Wykorzystanie specjalnych trybów akwizycji

A co jeśli chodzi o inne „specjalne” tryby akwizycji? Niektóre współczesne oscyloskopy są reklamowane jako mające częstość odświeżania przebiegu rzędu tysięcy na sekundę. Ale to wymaga zwykle wybrania specjalnych trybów pracy oscyloskopu. W tych trybach na ogół występuje jakiś kompromis. Często szybsza akwizycja danych jest okupiona zmniejszeniem częstotliwości próbkowania i pojemności pamięci, a czasami jest związana z próbkowaniem sekwencyjnym wyłącznie przebiegów powtarzalnych, co nie ma nic wspólnego z próbkowaniem w czasie rzeczywistym. Ponadto kompromis może obejmować zmniejszenie funkcjonalności oscyloskopu redukując liczbę dostępnych pomiarów, zakres operacji matematycznych na przebiegach, a także operacje na zarejestrowanych przebiegach (powiększanie i zmniejszanie przebiegu na ekranie).

Mimo, że takie specjalne tryby szybkiej akwizycji mogą być właściwym wyborem dla rejestrowania rzadkich zdarzeń, to jednak - ze względu na możliwe ograniczenia - trzeba wiedzieć kiedy ich używać, a kiedy nie. Ponadto, nawet jeśli dany oscyloskop ma w tych trybach specjalnych wyspecyfikowaną dużą częstość odświeżania, w zakresie setek tysięcy przebiegów na sekundę, to może ją osiągać tylko przy stosowaniu węższego zestawu warunków, a także, wyświetlany przebieg może się składać z rozrzuconych punktów – nie jest kompletny w każdym cyklu akwizycji.

Definicja kompletnego przebiegu

Nie wszystkie przebiegi są tworzone jednakowo. Jak się zatem określa kompletny przebieg? Z definicji, jeżeli się używa próbkowania w czasie rzeczywistym z rekonstrukcją sin(x)/x, to każdy cykl akwizycji prowadzi do kompletnego przebiegu złożonego z minimum 500…1000 punktów. Ale gdy próbkowanie przebiegu okresowego jest wykonywane sekwencyjne (próbkowanie równoważne), to większość oscyloskopów ze specjalnymi trybami szybkiej akwizycji wytwarza niekompletny przebieg, z próbkami rozłożonymi szeroko na najszybszych zakresach podstawy czasu. Na przykład, przy podstawie czasu 200 ps/ działkę, jeden z dostępnych oscyloskopów wytwarza średnio 2,5 punktu na jeden cykl akwizycji. Wynika to z faktu, że maksymalna częstotliwość próbkowania, gdy jest wybrany tryb specjalny, jest ograniczona do 1,25 GSa/s. Oczywiście jest to za mała liczba punktów by utworzyć kompletny przebieg. Tak więc, nawet jeśli ten oscyloskop jest w stanie, przy tej najszybszej podstawie czasu, osiągnąć częstość akwizycji większą od 100000 razy na sekundę, to i tak, przy tych ustawieniach, nie wytworzy 100000 kompletnych przebiegów na sekundę. A zatem, by można było porównać różne oscyloskopy z punktu widzenia liczby wyświetlanych w ciągu sekundy przebiegów, przy korzystaniu z próbkowania równoważnego, należy znormalizować rzeczywistą częstość akwizycji na najszybszych podstawach czasu tak, żeby można było wyliczyć liczbę kompletnych przebiegów wyświetlanych w ciągu sekundy. Zgodnie z sugestią firmy Agilent, jako współczynnik normalizacyjny powinna zostać przyjęta liczba co najmniej 500 punktów. Jeśli więc pewien oscyloskop dokonuje 100000 akwizycji na sekundę, ale jednej akwizycji odpowiada 2,5 punktu, to by wytworzyć kompletny przebieg złożony z 500 punktów, jest wymaganych ok. 200 cykli akwizycji. Oznacza to, że efektywna częstość odświeżania przebiegu wynosi nie 100000 przebiegów na sekundę (w specjalnym trybie szybkiej akwizycji), ale w rzeczywistości tylko 500 kompletnych przebiegów na sekundę.

▸ **Ćwiczenie**
Proszę skopiować bez zmian z fragmentu o trybach akwizycji oscyloskopów wszystko od słów „A co jeśli chodzi” w dół aż do słów „przebiegu na ekranie).”. Wiersze zamieszczone niżej to osobny materiał.

▸ **Dostarczone dane**

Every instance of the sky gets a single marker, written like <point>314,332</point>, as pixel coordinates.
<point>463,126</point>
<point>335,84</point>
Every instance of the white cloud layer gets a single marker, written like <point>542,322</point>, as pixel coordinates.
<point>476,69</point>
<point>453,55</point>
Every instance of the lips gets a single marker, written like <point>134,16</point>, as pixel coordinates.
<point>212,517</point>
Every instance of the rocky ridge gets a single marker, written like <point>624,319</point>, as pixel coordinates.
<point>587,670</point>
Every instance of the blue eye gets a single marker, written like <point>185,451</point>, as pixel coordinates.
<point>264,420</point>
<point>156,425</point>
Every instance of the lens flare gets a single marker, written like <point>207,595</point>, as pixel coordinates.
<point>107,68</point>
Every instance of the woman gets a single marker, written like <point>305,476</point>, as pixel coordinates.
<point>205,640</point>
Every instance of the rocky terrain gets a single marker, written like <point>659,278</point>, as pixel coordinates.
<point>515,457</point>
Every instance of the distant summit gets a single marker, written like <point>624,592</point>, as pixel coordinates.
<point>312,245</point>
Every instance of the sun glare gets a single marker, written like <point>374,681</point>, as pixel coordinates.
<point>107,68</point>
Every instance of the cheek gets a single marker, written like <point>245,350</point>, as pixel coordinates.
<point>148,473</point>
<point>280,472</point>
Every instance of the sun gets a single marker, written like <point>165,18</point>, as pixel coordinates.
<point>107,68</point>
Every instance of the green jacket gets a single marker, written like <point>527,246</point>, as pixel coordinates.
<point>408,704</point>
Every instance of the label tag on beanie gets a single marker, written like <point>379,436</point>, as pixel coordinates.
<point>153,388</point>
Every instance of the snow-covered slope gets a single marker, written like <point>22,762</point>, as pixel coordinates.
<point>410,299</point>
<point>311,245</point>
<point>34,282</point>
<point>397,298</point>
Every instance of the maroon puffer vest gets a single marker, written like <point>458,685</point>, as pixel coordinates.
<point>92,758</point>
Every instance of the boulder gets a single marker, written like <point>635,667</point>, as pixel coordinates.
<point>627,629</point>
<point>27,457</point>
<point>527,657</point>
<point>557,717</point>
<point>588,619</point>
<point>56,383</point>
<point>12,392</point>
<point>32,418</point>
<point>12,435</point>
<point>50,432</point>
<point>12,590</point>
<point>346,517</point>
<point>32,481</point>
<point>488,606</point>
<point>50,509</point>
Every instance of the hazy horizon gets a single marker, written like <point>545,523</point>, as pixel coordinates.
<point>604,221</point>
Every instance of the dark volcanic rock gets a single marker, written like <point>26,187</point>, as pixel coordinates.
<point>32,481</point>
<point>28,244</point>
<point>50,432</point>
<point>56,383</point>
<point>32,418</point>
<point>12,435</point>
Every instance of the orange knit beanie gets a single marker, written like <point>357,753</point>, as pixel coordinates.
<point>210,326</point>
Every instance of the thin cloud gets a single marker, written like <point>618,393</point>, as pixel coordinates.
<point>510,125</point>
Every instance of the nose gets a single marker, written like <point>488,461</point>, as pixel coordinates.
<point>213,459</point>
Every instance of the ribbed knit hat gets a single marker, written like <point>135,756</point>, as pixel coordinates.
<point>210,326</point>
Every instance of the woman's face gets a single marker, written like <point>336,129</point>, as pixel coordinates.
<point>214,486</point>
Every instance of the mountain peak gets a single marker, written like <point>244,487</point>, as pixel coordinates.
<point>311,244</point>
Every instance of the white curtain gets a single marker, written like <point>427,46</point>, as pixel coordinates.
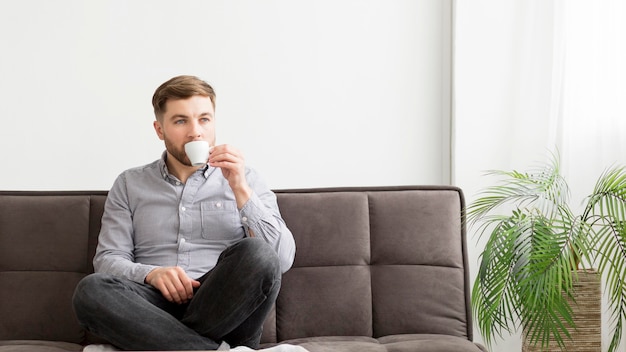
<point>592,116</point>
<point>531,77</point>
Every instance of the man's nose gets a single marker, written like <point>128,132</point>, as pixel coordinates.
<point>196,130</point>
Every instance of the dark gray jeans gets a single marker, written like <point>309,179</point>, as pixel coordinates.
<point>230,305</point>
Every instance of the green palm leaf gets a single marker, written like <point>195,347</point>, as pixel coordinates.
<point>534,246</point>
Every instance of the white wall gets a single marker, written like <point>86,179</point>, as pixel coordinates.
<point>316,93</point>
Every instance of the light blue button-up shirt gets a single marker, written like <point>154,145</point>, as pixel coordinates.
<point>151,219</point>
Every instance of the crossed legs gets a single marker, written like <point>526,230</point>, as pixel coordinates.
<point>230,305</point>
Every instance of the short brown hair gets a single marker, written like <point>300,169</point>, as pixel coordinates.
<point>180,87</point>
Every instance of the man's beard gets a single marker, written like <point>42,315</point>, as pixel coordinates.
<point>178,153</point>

...

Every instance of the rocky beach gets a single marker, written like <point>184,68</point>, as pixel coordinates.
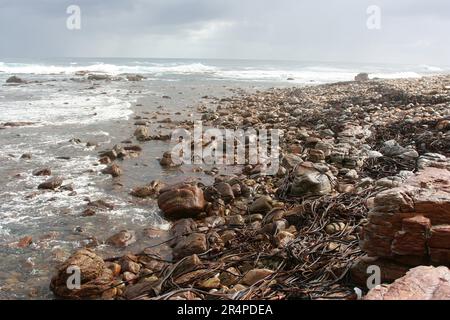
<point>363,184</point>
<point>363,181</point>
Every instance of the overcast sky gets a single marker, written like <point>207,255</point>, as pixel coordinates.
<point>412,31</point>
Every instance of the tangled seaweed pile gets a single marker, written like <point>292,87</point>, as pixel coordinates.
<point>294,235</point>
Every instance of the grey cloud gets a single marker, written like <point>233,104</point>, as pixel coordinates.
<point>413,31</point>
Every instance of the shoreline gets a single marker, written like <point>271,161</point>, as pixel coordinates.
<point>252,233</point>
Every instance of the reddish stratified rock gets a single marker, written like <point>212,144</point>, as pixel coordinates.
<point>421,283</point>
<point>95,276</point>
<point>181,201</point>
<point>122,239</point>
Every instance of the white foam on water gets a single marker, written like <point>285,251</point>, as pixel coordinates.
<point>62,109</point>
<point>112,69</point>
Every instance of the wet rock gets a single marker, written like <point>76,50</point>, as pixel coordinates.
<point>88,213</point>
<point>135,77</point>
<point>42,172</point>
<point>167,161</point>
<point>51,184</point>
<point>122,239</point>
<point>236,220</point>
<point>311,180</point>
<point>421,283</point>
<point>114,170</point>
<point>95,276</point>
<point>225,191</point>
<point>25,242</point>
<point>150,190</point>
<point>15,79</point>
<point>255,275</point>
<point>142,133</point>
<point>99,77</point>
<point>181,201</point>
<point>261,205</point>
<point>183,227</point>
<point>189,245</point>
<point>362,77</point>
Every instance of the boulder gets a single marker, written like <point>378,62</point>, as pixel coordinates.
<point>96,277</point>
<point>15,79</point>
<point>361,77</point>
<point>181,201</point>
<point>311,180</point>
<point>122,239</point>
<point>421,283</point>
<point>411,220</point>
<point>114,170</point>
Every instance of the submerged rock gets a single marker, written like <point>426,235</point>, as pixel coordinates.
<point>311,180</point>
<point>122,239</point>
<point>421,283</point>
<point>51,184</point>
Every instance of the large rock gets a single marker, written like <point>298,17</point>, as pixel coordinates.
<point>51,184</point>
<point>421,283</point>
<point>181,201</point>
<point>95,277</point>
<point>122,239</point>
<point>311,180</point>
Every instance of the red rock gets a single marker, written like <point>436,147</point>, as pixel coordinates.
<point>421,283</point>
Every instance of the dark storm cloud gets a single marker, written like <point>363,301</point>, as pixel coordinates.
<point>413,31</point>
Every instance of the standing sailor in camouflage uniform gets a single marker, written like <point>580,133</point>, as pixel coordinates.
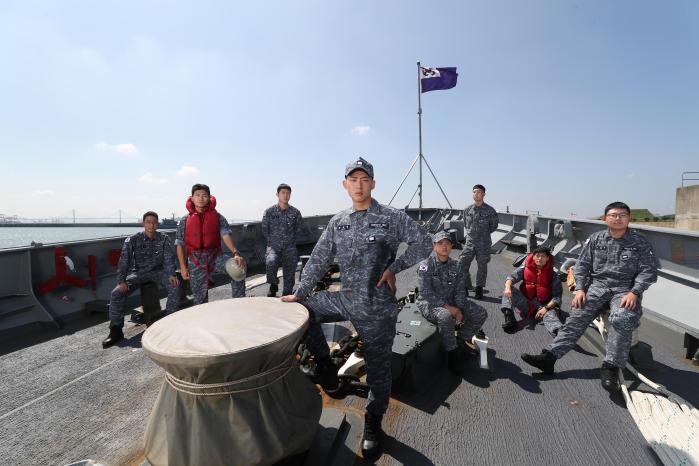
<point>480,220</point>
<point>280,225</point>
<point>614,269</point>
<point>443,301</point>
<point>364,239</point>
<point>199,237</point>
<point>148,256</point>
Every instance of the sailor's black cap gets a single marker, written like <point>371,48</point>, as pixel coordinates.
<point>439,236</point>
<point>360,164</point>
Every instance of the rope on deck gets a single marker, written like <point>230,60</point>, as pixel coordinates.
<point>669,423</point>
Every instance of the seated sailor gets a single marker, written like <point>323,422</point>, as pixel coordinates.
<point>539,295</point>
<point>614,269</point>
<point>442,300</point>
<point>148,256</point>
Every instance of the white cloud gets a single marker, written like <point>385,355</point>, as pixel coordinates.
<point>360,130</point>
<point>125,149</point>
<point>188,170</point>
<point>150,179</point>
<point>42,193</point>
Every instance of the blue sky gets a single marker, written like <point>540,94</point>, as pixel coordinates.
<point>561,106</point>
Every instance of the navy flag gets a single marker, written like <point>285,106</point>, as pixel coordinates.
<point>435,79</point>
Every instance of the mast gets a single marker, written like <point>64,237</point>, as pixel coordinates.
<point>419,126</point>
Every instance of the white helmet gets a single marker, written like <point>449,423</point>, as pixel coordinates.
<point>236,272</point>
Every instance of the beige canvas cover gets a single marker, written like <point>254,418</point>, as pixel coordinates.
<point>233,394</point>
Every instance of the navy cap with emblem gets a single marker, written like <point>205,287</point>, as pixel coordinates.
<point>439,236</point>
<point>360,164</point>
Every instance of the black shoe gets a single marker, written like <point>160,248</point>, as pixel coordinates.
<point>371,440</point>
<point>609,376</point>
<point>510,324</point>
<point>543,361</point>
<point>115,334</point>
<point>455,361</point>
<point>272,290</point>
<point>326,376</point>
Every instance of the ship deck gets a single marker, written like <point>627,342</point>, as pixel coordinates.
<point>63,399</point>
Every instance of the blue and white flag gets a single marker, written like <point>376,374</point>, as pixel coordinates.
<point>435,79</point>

▸ **Odpowiedź do ćwiczenia**
A co jeśli chodzi o inne „specjalne” tryby akwizycji? Niektóre współczesne oscyloskopy są reklamowane jako mające częstość odświeżania przebiegu rzędu tysięcy na sekundę. Ale to wymaga zwykle wybrania specjalnych trybów pracy oscyloskopu. W tych trybach na ogół występuje jakiś kompromis. Często szybsza akwizycja danych jest okupiona zmniejszeniem częstotliwości próbkowania i pojemności pamięci, a czasami jest związana z próbkowaniem sekwencyjnym wyłącznie przebiegów powtarzalnych, co nie ma nic wspólnego z próbkowaniem w czasie rzeczywistym. Ponadto kompromis może obejmować zmniejszenie funkcjonalności oscyloskopu redukując liczbę dostępnych pomiarów, zakres operacji matematycznych na przebiegach, a także operacje na zarejestrowanych przebiegach (powiększanie i zmniejszanie przebiegu na ekranie).